*** Opening Record extracts ***

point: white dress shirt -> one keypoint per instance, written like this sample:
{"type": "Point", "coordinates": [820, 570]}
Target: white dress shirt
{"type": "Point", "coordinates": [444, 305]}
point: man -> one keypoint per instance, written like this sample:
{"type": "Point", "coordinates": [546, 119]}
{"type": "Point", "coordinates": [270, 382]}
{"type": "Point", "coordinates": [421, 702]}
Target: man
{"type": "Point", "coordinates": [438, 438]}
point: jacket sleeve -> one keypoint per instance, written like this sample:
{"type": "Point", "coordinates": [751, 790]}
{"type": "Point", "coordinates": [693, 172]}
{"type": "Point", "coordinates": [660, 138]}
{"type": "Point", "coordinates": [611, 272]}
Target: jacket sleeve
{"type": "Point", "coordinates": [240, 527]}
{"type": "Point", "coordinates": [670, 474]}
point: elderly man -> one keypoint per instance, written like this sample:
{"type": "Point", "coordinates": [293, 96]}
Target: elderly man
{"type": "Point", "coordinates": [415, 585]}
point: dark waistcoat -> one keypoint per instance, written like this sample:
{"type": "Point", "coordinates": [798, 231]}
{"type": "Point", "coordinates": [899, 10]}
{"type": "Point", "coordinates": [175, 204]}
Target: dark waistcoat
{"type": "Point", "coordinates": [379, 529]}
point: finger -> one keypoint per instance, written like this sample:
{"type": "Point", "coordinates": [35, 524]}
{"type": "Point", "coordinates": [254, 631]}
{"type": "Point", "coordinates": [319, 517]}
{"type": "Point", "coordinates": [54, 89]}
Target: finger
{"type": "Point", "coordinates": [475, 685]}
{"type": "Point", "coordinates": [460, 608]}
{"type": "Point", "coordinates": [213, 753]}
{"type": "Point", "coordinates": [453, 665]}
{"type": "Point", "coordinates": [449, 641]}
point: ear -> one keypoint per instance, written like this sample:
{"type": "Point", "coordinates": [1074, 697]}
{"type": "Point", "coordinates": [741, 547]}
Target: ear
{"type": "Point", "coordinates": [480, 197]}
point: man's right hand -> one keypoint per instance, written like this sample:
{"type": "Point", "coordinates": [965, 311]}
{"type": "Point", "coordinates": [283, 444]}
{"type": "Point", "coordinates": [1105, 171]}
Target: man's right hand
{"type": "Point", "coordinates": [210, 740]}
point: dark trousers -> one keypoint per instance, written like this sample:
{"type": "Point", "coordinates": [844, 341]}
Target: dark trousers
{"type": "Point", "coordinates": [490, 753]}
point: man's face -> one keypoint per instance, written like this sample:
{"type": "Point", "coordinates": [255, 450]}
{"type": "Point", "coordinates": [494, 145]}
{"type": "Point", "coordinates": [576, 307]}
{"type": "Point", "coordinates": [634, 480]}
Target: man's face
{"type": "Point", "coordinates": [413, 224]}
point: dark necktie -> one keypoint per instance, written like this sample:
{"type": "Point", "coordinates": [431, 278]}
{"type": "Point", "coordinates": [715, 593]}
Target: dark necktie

*** Closing Record extracts ***

→ **What to do**: The reply should restate the records above in full, character for character.

→ **Result of the exercise**:
point: white dress shirt -> one keypoint per instance, written like this sample:
{"type": "Point", "coordinates": [820, 570]}
Target: white dress shirt
{"type": "Point", "coordinates": [444, 305]}
point: man -> one keypoint per instance, written like this sample:
{"type": "Point", "coordinates": [546, 119]}
{"type": "Point", "coordinates": [270, 382]}
{"type": "Point", "coordinates": [421, 702]}
Target: man
{"type": "Point", "coordinates": [438, 438]}
point: jacket sleeve -> one keypoint per instance, written like this sample:
{"type": "Point", "coordinates": [751, 790]}
{"type": "Point", "coordinates": [693, 172]}
{"type": "Point", "coordinates": [660, 138]}
{"type": "Point", "coordinates": [611, 272]}
Target: jacket sleeve
{"type": "Point", "coordinates": [240, 527]}
{"type": "Point", "coordinates": [670, 474]}
point: elderly man -> one keypoint per instance, written like this sample:
{"type": "Point", "coordinates": [293, 96]}
Target: elderly man
{"type": "Point", "coordinates": [415, 585]}
point: dark waistcoat -> one keypoint per instance, written like this sample:
{"type": "Point", "coordinates": [798, 231]}
{"type": "Point", "coordinates": [899, 10]}
{"type": "Point", "coordinates": [175, 204]}
Target: dark waistcoat
{"type": "Point", "coordinates": [379, 529]}
point: finger -> one keypoint per instance, written like this sample:
{"type": "Point", "coordinates": [35, 524]}
{"type": "Point", "coordinates": [254, 631]}
{"type": "Point", "coordinates": [319, 517]}
{"type": "Point", "coordinates": [54, 89]}
Target: finger
{"type": "Point", "coordinates": [475, 685]}
{"type": "Point", "coordinates": [460, 608]}
{"type": "Point", "coordinates": [213, 753]}
{"type": "Point", "coordinates": [453, 665]}
{"type": "Point", "coordinates": [449, 641]}
point: ear -> one keypoint per instance, written like this sample:
{"type": "Point", "coordinates": [1074, 697]}
{"type": "Point", "coordinates": [741, 547]}
Target: ear
{"type": "Point", "coordinates": [480, 197]}
point: man's right hand -> one keypoint per instance, written like this sample:
{"type": "Point", "coordinates": [965, 311]}
{"type": "Point", "coordinates": [283, 444]}
{"type": "Point", "coordinates": [1105, 171]}
Target: man's right hand
{"type": "Point", "coordinates": [210, 740]}
point: dark trousers -> one keypoint per instance, written like this sample:
{"type": "Point", "coordinates": [844, 341]}
Target: dark trousers
{"type": "Point", "coordinates": [490, 753]}
point: man's face -> one keypoint per instance, written like this sample:
{"type": "Point", "coordinates": [255, 450]}
{"type": "Point", "coordinates": [494, 145]}
{"type": "Point", "coordinates": [576, 307]}
{"type": "Point", "coordinates": [634, 480]}
Target: man's face
{"type": "Point", "coordinates": [413, 224]}
point: dark necktie -> one keypoint per instance, written like this sample:
{"type": "Point", "coordinates": [431, 278]}
{"type": "Point", "coordinates": [715, 593]}
Target: dark necktie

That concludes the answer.